== INSTRUCTIONS TO FOLLOW ==
From the records below, print exactly the lines starting at the one containing "[locate] grey fabric" and ending at the one containing "[locate] thumb (give", ends included, and nothing else.

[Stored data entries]
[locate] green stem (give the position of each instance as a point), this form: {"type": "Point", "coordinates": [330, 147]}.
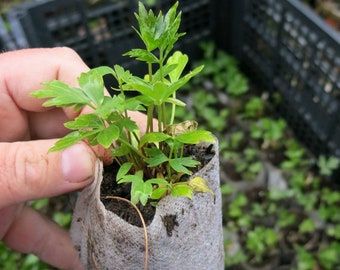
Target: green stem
{"type": "Point", "coordinates": [173, 110]}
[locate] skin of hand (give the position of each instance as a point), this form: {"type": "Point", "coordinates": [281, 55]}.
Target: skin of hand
{"type": "Point", "coordinates": [27, 171]}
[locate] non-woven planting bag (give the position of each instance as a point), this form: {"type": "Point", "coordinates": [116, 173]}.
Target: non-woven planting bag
{"type": "Point", "coordinates": [193, 241]}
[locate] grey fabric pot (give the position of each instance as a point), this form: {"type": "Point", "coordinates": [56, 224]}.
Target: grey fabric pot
{"type": "Point", "coordinates": [105, 241]}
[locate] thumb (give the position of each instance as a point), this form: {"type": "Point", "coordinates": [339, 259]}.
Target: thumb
{"type": "Point", "coordinates": [28, 171]}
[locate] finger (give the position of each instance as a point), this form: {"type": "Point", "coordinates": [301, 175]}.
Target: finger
{"type": "Point", "coordinates": [37, 66]}
{"type": "Point", "coordinates": [28, 171]}
{"type": "Point", "coordinates": [34, 233]}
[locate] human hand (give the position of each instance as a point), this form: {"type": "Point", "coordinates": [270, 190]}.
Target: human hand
{"type": "Point", "coordinates": [27, 171]}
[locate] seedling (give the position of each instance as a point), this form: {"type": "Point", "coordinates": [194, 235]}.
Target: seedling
{"type": "Point", "coordinates": [152, 160]}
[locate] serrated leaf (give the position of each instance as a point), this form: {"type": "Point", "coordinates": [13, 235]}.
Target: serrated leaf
{"type": "Point", "coordinates": [159, 193]}
{"type": "Point", "coordinates": [156, 157]}
{"type": "Point", "coordinates": [195, 137]}
{"type": "Point", "coordinates": [108, 135]}
{"type": "Point", "coordinates": [142, 55]}
{"type": "Point", "coordinates": [70, 139]}
{"type": "Point", "coordinates": [85, 121]}
{"type": "Point", "coordinates": [175, 101]}
{"type": "Point", "coordinates": [60, 94]}
{"type": "Point", "coordinates": [123, 170]}
{"type": "Point", "coordinates": [92, 84]}
{"type": "Point", "coordinates": [181, 61]}
{"type": "Point", "coordinates": [158, 181]}
{"type": "Point", "coordinates": [198, 184]}
{"type": "Point", "coordinates": [104, 70]}
{"type": "Point", "coordinates": [153, 137]}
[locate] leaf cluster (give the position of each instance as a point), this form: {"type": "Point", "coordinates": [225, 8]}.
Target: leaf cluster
{"type": "Point", "coordinates": [153, 161]}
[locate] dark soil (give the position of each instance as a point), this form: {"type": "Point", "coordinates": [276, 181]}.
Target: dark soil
{"type": "Point", "coordinates": [125, 210]}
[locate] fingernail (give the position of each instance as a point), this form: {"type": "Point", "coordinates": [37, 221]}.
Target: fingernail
{"type": "Point", "coordinates": [77, 164]}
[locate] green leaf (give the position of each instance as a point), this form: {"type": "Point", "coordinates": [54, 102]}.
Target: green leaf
{"type": "Point", "coordinates": [123, 170]}
{"type": "Point", "coordinates": [198, 184]}
{"type": "Point", "coordinates": [181, 189]}
{"type": "Point", "coordinates": [154, 137]}
{"type": "Point", "coordinates": [85, 121]}
{"type": "Point", "coordinates": [175, 101]}
{"type": "Point", "coordinates": [181, 61]}
{"type": "Point", "coordinates": [60, 94]}
{"type": "Point", "coordinates": [306, 226]}
{"type": "Point", "coordinates": [173, 87]}
{"type": "Point", "coordinates": [70, 139]}
{"type": "Point", "coordinates": [92, 84]}
{"type": "Point", "coordinates": [108, 135]}
{"type": "Point", "coordinates": [142, 55]}
{"type": "Point", "coordinates": [159, 193]}
{"type": "Point", "coordinates": [156, 158]}
{"type": "Point", "coordinates": [195, 137]}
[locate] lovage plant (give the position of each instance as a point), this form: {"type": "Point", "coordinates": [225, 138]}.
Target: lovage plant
{"type": "Point", "coordinates": [154, 160]}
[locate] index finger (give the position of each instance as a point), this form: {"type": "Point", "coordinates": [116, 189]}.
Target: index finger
{"type": "Point", "coordinates": [22, 72]}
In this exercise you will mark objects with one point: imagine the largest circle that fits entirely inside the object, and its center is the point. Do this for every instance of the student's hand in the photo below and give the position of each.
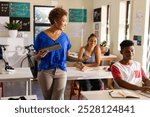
(145, 88)
(147, 82)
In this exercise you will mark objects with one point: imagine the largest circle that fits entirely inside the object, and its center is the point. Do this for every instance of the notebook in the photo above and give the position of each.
(146, 94)
(56, 46)
(123, 93)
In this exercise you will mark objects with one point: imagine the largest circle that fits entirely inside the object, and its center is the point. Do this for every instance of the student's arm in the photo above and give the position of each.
(71, 58)
(39, 55)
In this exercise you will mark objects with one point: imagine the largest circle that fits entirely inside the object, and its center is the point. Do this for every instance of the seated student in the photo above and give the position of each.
(91, 55)
(127, 72)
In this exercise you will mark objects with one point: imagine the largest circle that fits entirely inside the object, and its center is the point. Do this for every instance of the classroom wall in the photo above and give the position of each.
(136, 7)
(73, 29)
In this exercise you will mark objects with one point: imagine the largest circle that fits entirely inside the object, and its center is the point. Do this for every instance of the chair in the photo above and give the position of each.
(2, 86)
(74, 89)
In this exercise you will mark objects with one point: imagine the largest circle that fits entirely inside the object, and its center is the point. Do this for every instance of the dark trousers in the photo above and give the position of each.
(89, 85)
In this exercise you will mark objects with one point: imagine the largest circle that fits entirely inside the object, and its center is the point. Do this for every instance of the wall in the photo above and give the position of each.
(136, 6)
(76, 40)
(114, 21)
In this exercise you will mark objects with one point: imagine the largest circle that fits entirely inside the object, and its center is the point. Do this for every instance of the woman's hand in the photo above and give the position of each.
(80, 65)
(41, 54)
(85, 58)
(145, 89)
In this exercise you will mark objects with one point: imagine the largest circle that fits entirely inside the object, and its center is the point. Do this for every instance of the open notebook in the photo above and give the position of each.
(123, 93)
(56, 46)
(146, 94)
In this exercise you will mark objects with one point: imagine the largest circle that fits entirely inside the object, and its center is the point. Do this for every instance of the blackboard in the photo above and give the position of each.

== REPLY TO THE TASK ==
[locate] grey fabric pot (give the position of each instance as a point), this form: {"type": "Point", "coordinates": [56, 224]}.
Target: grey fabric pot
{"type": "Point", "coordinates": [105, 241]}
[locate] thumb (give the position of each instance as a point), this form: {"type": "Point", "coordinates": [339, 259]}.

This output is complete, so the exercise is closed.